[Start of EXTRACTED DATA]

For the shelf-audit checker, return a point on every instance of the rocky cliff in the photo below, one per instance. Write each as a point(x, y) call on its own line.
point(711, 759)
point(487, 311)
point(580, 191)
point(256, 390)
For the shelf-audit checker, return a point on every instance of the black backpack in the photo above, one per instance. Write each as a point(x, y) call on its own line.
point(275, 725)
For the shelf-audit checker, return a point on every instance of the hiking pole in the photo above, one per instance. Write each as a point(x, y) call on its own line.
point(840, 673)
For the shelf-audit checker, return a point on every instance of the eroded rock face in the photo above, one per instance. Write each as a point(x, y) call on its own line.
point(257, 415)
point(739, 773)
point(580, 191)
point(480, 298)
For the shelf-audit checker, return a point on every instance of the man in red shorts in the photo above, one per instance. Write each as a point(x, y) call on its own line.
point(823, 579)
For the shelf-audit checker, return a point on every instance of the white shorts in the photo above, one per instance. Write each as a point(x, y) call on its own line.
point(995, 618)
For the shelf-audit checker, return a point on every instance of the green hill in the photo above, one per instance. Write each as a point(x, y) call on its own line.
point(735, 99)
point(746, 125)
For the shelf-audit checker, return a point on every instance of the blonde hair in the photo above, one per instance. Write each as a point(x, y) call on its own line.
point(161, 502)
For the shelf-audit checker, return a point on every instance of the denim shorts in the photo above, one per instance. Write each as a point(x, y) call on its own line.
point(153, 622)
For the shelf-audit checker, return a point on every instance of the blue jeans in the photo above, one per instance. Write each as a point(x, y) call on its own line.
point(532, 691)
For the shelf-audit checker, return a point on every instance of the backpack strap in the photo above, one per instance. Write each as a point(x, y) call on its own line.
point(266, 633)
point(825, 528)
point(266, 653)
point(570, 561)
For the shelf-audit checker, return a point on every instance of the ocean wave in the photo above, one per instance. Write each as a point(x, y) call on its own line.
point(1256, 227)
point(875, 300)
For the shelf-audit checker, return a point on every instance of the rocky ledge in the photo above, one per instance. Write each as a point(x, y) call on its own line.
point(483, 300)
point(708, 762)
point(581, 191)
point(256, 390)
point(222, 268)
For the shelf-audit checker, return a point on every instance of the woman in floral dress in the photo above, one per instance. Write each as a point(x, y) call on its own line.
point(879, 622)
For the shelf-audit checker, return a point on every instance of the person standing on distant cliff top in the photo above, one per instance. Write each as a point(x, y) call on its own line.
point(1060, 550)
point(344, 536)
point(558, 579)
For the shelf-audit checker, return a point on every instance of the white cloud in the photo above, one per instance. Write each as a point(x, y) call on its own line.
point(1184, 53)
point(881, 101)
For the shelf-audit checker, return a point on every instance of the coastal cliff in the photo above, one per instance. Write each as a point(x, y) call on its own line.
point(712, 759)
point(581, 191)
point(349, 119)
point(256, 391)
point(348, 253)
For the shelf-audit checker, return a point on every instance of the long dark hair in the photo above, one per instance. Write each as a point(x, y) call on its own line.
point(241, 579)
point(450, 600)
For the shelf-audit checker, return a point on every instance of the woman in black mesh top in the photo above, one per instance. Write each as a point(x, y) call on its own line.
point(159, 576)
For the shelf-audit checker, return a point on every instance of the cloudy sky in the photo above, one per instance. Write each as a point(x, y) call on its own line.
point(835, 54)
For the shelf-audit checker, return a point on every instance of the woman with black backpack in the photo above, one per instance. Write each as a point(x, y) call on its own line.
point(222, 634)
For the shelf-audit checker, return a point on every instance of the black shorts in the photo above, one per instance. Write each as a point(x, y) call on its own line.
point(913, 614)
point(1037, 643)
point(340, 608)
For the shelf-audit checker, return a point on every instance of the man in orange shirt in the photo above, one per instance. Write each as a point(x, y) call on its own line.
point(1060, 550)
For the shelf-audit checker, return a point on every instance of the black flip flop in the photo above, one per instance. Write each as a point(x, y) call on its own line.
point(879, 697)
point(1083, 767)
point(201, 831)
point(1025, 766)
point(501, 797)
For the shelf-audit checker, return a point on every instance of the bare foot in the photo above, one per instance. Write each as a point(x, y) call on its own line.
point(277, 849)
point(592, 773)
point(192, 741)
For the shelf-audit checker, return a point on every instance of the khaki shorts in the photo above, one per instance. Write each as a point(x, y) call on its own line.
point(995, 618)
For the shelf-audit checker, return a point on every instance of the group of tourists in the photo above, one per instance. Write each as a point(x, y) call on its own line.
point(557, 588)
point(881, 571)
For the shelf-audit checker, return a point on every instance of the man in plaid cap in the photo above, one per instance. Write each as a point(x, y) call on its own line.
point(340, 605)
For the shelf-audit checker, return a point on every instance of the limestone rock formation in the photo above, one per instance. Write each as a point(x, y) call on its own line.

[End of EXTRACTED DATA]

§ **GIVEN PROBLEM**:
Reproduce every one of the entries above verbatim, line for line, with no changes of any kind.

§ **RESULT OF THIS TASK**:
For the shelf-audit checker, return a point on every instance of the rocky cliff in the photo below, one per instance. Write each as a point(x, y) call on its own line.
point(711, 759)
point(487, 311)
point(580, 191)
point(256, 390)
For the shelf-audit checker, return a point on every instance of the black backpack in the photo above, one per instance. Write each as a point(x, y) call on its own line.
point(275, 725)
For the shelf-audit checker, return a point on every instance of the hiking pole in the photo above, one per instance. Write each as a point(x, y) call on its own line.
point(840, 673)
For the shelf-audit checker, return a point on every instance of the eroded rock face in the photo above, one per instance. Write each as a point(x, y) call on its own line.
point(257, 415)
point(739, 773)
point(580, 191)
point(480, 298)
For the shelf-audit checker, return a point on every instance of the man in red shorts in the photo above, one per instance. Write each as a point(x, y) call on its own line.
point(823, 579)
For the shelf-audit checker, return a point on every instance of the white shorts in the photo above, one per instance. Write each as a point(x, y) call on its own line.
point(995, 618)
For the shelf-audit checker, return a point on every instance of the green hill in the photo above, one per instance. Write each as a point(x, y) call on its own line.
point(735, 99)
point(746, 125)
For the shelf-audit checker, return a point on every instance of the blonde hair in the photo above, one per instance. Write each as a point(x, y) call on its own line.
point(161, 502)
For the shelf-audit checker, return a point on every instance of the denim shorts in the photo above, one per instance. Write each as a point(x, y) call on its own line.
point(153, 622)
For the shelf-audit checker, return a point on every instance of the blue jeans in the photo above, one per instance. Write each as a point(x, y) call on its own line.
point(532, 691)
For the shelf-audit checker, return a point on every instance of the backpack strap in the photo above, one per instance. Write each as a point(x, y) call on its own line.
point(266, 633)
point(825, 528)
point(266, 653)
point(570, 561)
For the shelf-audit checker, return a point on every instance of the ocean wave in the photo above, one per instance. Write each as a point(x, y) call on its own line.
point(1256, 227)
point(875, 300)
For the shelf-audit checker, return a point on every instance of the rocky ledge in the photo above, one per instance. Write each as a point(x, y) call on its own line.
point(483, 300)
point(708, 762)
point(581, 191)
point(256, 390)
point(222, 268)
For the shelf-audit checker, return a point on every instance of the woman in floral dress in the photo above, one per instance. Write each as a point(x, y) call on its own line.
point(879, 622)
For the shelf-audit checker, return a point on every instance of the person standing on distant cliff top in the photo above, one per instance. Write each as a point(x, y) call on its own line.
point(1060, 550)
point(344, 536)
point(558, 579)
For the shelf-audit checker, return a point on every instance of the white cloud in the photo above, one per instance. Write each as a point(x, y) call on its own line.
point(1184, 53)
point(881, 101)
For the shelf-audit checker, return a point on every instance of the coastal cliff in the photo above, one per instance. Write each as a point(x, y) call on its own line.
point(712, 759)
point(581, 191)
point(349, 119)
point(256, 391)
point(348, 253)
For the shelf-audit checker, return a point on every instance of the long dark hair in the photo above, one per instance. Write each as a point(x, y) call on its own line.
point(241, 579)
point(450, 600)
For the shelf-audit checker, return a point on every instance of the woman in black mesh top in the photo above, one per instance. Write each as a point(x, y) call on its own line.
point(159, 576)
For the shelf-audit checker, return a point on every instance of the cloudy sky in the photo above, one per instance. Write each as a point(x, y) call on its own line.
point(835, 54)
For the shelf-audit checker, return a point on every instance of the woman with black backpack in the photo above, one per instance. Write each as a point(x, y) call on its own line.
point(222, 634)
For the shelf-audit checker, return a point on every instance of the black shorts in the photo above, one per instance. Write each as a point(x, y) call on its own line.
point(913, 614)
point(1037, 643)
point(340, 608)
For the shelf-audit checker, return a point on every instance of the man in orange shirt in the photo above, one per instance. Write each as a point(x, y) call on its own line.
point(1060, 550)
For the shelf-audit checker, return a point on every instance of the black flip flop in the photo above, one per instance. Write each as a point(x, y) call on its own line.
point(879, 697)
point(1083, 767)
point(201, 831)
point(1025, 766)
point(501, 797)
For the shelf-audit checker, return a point on every instance of the bare foot in the photo above, one per instance. Write each as a point(x, y) call on its own line.
point(277, 849)
point(592, 773)
point(192, 741)
For the shelf-audit checker, return a point on every instance of the khaki shorts in the photo above, one per instance. Write each as a point(x, y) call on its own line.
point(995, 618)
For the shelf-audit checker, return a point on every instance of the group of tourists in the photo above, one per instance. Write each as a point(x, y) call on its own line.
point(557, 588)
point(881, 571)
For the shelf-audit checker, return a point on every instance of the man in plaid cap in the photo above, one per instance. Write each as a point(x, y) call on its own line.
point(340, 605)
For the shelf-audit checker, return a point on every instance of the limestone rock formation in the photo above, one per instance. Write each as a point(x, y) call on its own line.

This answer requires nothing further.